Parts of the exercise:
1. Transcribe the passage of the interview about Soviet literary translation from "As the magazine" to "a dying profession.".
2. Pick up the interview about Soviet literary translation where it ends and write what comes next.

Extract provided:
The thing is that during Soviet times it was almost pointless to come to this magazine without a recommendation.

– What was the point of opening the “Foreign Literature” magazine?

– It was opened, so that a closed country would have a “liberal display” – we had to pretend being democrats, just the same as all the others. Anyway, Chief Editor was constantly called on a carpet to the Central Committee of the Communist Party of the Soviet Union – the censorship was still working.  

Many issues were dull – for instance, it was absolutely pointless to buy April or November issues, as they were dedicated relevantly to Lenin’s birthday or anniversary of October Revolution.

As the magazine was designed as a liberal display, it was allowed to do many things that other thick magazines, including Tvardovskiy’s “New World”, were not. Translators often pulled the strings to be taken to that job. Many of them were marvelous professionals, but more often, they were accidental people. The same thing concerns the editorial board.


– There is such a belief nowadays, that fiction translator is a dying profession.

– I totally disagree. Indeed, the meaning of the profession has changed in a way. Back in Soviet times, the fiction translator’s profession was much more prestigious, as there were state orders. The system was working like this: an editor contacted a known translator, who would not let down, would do a good translation in time. The translator took the order, took a car or a train and left for his summer cottage to get to work. Author’s sheet (24 pages) would cost 300 rubles then, which is not a small amount. A professional with feeling, wit and punctuation could make two sheets in a month and to earn 600 rubles.

Records:

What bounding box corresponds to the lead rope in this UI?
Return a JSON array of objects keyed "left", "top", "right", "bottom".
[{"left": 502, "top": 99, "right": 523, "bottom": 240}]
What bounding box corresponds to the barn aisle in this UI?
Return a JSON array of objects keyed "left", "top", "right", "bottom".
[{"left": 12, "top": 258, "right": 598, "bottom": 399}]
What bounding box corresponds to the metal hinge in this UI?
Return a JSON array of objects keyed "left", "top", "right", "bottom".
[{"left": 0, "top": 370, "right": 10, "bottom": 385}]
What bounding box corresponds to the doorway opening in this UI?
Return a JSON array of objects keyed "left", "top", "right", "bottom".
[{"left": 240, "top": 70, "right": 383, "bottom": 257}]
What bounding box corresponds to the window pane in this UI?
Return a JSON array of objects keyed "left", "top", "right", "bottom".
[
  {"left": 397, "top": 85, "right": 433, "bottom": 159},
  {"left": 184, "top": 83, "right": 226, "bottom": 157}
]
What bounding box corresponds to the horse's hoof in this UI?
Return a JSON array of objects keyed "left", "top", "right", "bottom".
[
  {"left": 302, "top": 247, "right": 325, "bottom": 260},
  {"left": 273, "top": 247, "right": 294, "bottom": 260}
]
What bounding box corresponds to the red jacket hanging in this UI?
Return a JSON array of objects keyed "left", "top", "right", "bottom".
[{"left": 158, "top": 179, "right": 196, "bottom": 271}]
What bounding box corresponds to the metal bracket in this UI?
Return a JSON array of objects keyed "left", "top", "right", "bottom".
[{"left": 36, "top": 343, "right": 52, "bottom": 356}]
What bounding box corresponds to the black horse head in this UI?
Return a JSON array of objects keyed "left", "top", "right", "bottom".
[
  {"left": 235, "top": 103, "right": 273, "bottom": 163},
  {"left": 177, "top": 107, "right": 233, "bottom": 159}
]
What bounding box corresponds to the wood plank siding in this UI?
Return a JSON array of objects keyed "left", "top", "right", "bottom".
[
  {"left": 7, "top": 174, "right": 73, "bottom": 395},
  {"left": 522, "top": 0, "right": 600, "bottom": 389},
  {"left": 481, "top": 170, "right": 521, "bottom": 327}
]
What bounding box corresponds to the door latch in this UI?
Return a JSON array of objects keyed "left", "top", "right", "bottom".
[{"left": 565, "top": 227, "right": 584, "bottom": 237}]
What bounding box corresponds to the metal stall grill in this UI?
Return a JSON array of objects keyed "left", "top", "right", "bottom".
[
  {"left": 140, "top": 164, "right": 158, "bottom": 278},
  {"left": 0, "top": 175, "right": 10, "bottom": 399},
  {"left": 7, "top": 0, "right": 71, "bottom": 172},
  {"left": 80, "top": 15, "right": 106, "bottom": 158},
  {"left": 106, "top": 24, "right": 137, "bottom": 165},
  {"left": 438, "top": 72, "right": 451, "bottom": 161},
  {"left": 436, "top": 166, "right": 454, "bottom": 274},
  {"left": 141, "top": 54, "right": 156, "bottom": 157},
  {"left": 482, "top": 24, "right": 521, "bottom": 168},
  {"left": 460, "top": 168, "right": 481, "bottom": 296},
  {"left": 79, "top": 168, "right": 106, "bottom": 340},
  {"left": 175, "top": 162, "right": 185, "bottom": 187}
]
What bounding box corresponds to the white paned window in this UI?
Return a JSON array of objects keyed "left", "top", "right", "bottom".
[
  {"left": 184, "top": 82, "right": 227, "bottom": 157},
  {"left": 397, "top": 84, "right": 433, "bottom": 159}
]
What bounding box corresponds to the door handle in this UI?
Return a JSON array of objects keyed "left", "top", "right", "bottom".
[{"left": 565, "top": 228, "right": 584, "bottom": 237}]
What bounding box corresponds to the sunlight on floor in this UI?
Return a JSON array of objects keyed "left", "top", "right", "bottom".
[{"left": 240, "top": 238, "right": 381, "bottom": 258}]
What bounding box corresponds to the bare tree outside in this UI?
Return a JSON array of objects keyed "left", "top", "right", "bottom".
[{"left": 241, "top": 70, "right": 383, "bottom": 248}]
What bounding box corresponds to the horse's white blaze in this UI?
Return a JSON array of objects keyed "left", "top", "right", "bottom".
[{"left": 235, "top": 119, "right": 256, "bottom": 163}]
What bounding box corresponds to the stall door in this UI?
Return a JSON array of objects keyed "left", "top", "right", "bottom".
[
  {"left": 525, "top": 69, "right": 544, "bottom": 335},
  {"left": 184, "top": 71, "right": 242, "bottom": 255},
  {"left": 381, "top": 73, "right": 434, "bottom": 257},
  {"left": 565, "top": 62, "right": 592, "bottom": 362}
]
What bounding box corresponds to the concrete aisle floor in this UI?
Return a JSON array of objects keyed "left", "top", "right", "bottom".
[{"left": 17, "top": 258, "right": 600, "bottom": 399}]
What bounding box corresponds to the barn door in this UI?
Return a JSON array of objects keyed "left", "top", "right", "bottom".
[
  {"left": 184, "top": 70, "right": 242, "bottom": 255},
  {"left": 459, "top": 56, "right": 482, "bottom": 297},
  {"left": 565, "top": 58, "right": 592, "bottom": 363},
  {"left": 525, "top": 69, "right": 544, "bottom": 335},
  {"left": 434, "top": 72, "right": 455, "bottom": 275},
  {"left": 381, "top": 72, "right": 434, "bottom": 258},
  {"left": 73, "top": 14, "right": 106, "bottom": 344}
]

Outputs by task:
1.
As the magazine was designed as a liberal display, it was allowed to do many things that other thick magazines, including Tvardovskiy’s “New World”, were not. Translators often pulled the strings to be taken to that job. Many of them were marvelous professionals, but more often, they were accidental people. The same thing concerns the editorial board.


– There is such a belief nowadays, that fiction translator is a dying profession.

2.
But I must repeat, I am telling about a tried and tester translator. A young specialist could be offered to translate a short sketch, a story. He could also work as a ghost writer. A novice professional, if he was good, could get an invitation to a prestigious Translation Seminar under the Writer’s Association, for instance.

– So, the aim could be reached in the end, even if there was a long way towards it.

– Rather yes than no. Today the situation is different. They still look for good translators, but as in most cases commercial publishing houses publish translations, they rather need speed, than quality. They are often speeding up the translators, even divide the text in parts for several translators. Today, it is almost impossible to earn a living by translating into Russian. But the translator, who does translations from Russian into some other language, earns much more.

– Anyway, what opportunities do you see for the translator’s profession in Russia?

 

– They are not very promising – people read less and less, most people have almost forgotten about reading fiction, the reading audience has shrunk. Mostly, aged people read. All of these facts have their effect – the most popular literature in Russia is mass literature: fantasy, erotics, thrillers, detectives.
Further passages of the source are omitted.